EXERCISE PROMPT:
Please copy out the records from the line containing "# point at: green" down to the line containing "x=42, y=230", both lines included, without changing anything. Leave the pictures out of your answer.
[Begin RECORDS FOR THIS TASK]
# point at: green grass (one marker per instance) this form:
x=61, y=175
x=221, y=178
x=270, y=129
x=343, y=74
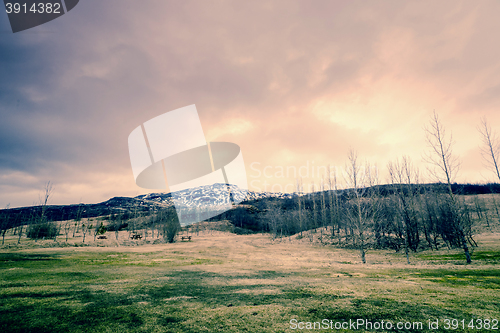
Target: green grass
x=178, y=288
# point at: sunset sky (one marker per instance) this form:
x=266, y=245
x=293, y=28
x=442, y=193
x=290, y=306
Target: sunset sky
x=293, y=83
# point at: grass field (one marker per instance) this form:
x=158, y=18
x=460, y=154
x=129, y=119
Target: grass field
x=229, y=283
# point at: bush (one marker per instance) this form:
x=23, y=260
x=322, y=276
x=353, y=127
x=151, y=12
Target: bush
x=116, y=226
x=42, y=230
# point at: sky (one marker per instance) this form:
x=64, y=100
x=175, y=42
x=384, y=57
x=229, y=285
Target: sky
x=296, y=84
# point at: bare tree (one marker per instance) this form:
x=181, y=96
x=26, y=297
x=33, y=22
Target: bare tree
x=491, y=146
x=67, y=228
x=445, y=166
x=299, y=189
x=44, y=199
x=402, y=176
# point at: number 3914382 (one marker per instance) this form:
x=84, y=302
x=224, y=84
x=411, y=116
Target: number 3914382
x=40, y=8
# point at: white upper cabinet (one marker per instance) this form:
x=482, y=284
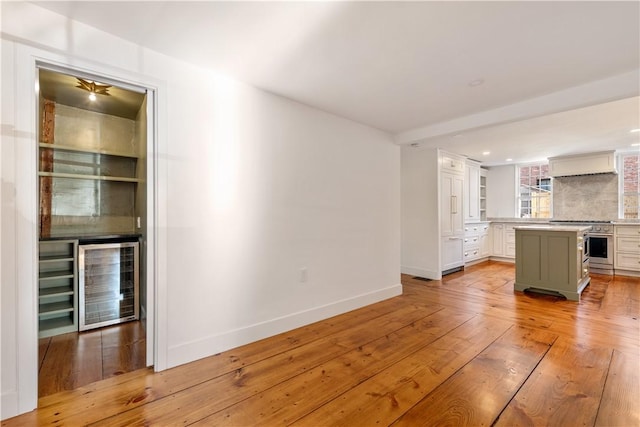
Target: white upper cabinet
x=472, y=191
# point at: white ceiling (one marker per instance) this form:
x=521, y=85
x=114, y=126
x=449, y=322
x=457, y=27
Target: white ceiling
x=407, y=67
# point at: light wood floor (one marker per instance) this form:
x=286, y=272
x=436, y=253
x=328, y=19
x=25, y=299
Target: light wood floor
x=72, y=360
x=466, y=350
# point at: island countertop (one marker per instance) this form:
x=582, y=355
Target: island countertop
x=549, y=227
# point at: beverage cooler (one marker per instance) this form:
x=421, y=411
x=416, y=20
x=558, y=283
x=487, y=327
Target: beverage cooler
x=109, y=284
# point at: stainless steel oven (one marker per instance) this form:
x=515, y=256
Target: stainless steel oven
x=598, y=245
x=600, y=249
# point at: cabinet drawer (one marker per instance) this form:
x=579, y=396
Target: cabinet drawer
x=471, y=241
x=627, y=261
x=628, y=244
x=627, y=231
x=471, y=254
[End RECORDS FOR THIS TASK]
[Begin RECORDS FOR THIS TASK]
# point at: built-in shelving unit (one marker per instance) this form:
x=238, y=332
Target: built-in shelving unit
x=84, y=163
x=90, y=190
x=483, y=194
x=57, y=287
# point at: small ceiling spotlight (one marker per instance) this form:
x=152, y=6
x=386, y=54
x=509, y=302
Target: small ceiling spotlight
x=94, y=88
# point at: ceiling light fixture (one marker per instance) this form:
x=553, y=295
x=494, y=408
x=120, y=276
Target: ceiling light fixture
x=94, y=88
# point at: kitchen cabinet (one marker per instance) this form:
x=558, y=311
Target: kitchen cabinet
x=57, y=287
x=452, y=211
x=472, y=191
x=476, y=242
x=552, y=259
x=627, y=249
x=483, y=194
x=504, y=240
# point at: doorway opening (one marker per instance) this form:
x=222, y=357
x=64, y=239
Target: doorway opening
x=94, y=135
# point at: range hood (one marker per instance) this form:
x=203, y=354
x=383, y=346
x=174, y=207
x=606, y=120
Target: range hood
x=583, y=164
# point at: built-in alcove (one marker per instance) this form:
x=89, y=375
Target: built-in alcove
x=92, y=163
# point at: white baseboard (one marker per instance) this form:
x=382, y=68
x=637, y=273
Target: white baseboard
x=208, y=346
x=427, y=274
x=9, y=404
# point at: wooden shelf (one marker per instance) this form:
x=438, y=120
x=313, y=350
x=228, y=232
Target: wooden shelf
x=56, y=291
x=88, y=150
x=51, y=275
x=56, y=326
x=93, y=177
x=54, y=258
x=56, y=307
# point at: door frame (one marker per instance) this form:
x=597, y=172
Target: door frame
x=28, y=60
[End RECORDS FOR THIS TASK]
[Begin RECORDS FOR THIS TASK]
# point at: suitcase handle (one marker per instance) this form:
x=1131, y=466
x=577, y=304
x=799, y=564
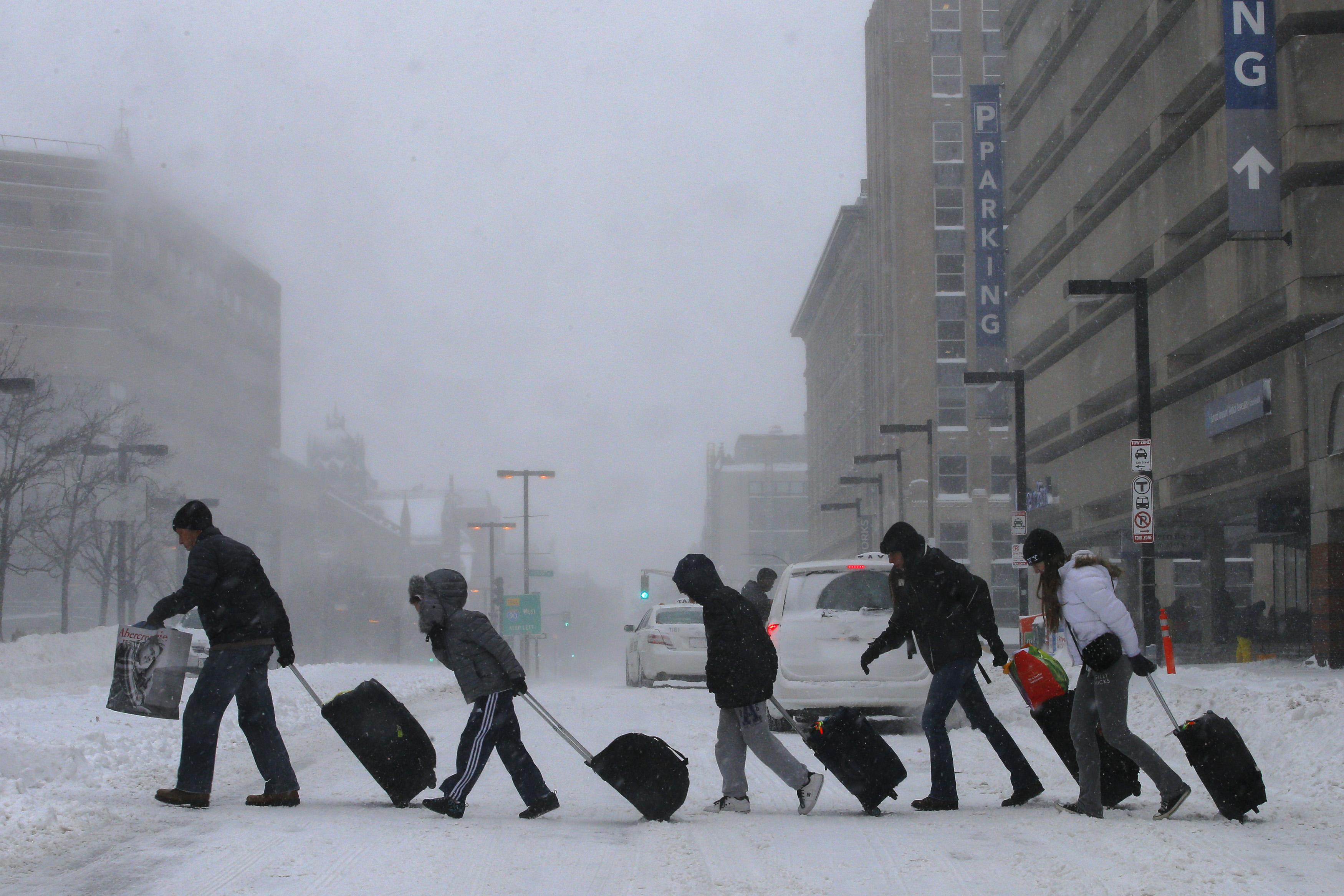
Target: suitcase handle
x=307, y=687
[End RECORDS FOR THIS TASK]
RESULT FOR THIS TASK:
# point at: green grass (one marker per instance) this form:
x=61, y=175
x=221, y=178
x=270, y=129
x=343, y=74
Target: green grass
x=178, y=288
# point at: sunset sky (one marker per instance) this form:
x=266, y=245
x=293, y=28
x=442, y=193
x=290, y=306
Target: sunset sky
x=293, y=83
# point at: grass field (one marker per instance) this form:
x=158, y=18
x=460, y=154
x=129, y=119
Target: grass field
x=229, y=283
# point at: bush (one marker per instance) this form:
x=23, y=260
x=322, y=276
x=353, y=127
x=151, y=12
Target: bush
x=116, y=226
x=42, y=230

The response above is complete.